++++ Passage shown ++++

Nobel Prize in Physiology or Medicine has been awarded jointly to William G. Kaelin Jr, Sir Peter J. Ratcliffe and Gregg L. Semenza “for their discoveries of how cells sense and adapt to oxygen availability.”
William G. Kaelin Jr., Sir Peter J. Ratcliffe and Gregg L. Semenza discovered how cells can sense and adapt to changing oxygen availability. They identified molecular machinery that regulates the activity of genes in response to varying levels of oxygen.
The seminal discoveries by this year’s Nobel Laureates revealed the mechanism for one of life’s most essential adaptive processes. They established the basis for our understanding of how oxygen levels affect cellular metabolism and physiological function. Their discoveries have also paved the way for promising new strategies to fight anemia, cancer and many other diseases.

++++ Dataset extract ++++

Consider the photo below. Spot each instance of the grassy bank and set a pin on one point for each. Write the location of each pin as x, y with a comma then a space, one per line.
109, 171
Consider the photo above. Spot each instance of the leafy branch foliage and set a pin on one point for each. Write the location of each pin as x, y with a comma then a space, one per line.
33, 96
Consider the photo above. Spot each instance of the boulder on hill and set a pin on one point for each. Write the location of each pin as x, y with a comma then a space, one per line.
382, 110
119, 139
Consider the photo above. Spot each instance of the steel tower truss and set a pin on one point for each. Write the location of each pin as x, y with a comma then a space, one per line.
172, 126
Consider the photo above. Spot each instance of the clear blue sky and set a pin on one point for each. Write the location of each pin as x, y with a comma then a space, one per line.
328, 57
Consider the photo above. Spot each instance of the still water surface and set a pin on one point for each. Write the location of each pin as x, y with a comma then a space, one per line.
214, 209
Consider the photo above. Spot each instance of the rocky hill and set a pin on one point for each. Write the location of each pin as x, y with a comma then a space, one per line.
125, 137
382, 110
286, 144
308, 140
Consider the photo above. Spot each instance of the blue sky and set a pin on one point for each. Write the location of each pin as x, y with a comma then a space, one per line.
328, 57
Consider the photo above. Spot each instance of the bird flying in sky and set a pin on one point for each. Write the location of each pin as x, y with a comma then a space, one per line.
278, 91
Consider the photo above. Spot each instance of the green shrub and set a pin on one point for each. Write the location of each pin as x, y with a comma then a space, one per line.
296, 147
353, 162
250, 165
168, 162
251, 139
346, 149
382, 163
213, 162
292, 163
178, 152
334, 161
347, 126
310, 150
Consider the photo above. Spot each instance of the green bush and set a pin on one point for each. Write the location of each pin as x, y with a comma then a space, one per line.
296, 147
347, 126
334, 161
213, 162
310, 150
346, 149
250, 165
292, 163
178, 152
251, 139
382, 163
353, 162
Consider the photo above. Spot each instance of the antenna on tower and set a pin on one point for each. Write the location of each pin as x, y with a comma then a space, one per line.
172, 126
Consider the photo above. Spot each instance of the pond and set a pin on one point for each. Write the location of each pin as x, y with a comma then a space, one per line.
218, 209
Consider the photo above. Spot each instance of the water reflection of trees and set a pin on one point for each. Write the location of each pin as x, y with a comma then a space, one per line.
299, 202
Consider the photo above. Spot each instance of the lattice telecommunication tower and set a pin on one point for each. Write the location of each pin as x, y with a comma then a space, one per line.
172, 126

++++

To do:
a: In the passage on the Nobel Prize, what did the three laureates identify?
b: Output the passage on the Nobel Prize word for word, starting at "Nobel Prize in" and ending at "levels of oxygen.".

Problem solutions:
a: Molecular machinery that regulates the activity of genes in response to varying levels of oxygen.

b:
Nobel Prize in Physiology or Medicine has been awarded jointly to William G. Kaelin Jr, Sir Peter J. Ratcliffe and Gregg L. Semenza “for their discoveries of how cells sense and adapt to oxygen availability.”
William G. Kaelin Jr., Sir Peter J. Ratcliffe and Gregg L. Semenza discovered how cells can sense and adapt to changing oxygen availability. They identified molecular machinery that regulates the activity of genes in response to varying levels of oxygen.